#### [DATA FOR THIS TASK]
↓↓↓

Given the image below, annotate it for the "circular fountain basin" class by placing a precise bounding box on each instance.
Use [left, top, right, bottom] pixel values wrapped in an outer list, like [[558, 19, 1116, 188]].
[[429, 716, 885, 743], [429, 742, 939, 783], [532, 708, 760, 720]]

↑↑↑
↓↓↓

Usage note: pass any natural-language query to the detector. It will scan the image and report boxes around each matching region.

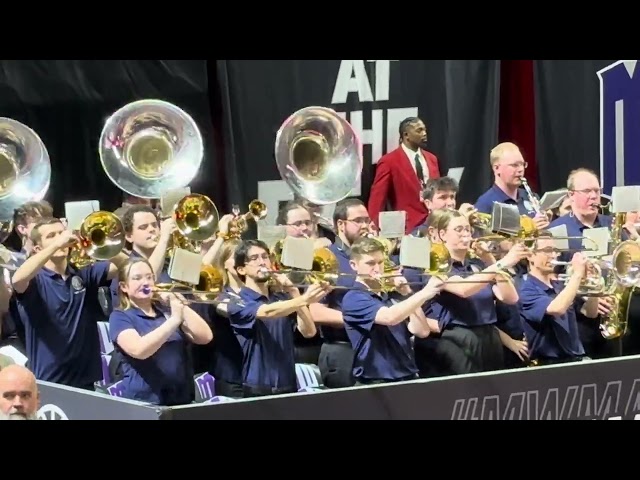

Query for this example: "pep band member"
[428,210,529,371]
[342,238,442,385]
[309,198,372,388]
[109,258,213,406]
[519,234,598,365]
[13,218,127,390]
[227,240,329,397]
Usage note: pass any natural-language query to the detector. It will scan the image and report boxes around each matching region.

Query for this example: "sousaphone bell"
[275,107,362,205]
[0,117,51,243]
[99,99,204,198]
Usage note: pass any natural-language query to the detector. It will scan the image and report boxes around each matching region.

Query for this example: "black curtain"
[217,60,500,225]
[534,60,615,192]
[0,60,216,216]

↑↑↑

#### [GIVEN EXERCISE]
Output the records above as a Markdown table with columns Row and Record line, giving each line its own numbered row and leaving out blank lines. Start with the line that contains "Given the image" and end with the line that contains "Use [left, top, right, bottom]", including both of those lines.

#### [SOLUTION TO THIS EXERCISE]
| Row | Record line |
|---|---|
| 1 | Given the image below, annotate it for the "circular fountain basin" class by placing a precise bounding box on each instance. |
| 2 | Use [left, top, right, bottom] pixel values wrapped in an outer list, like [[558, 19, 1116, 188]]. |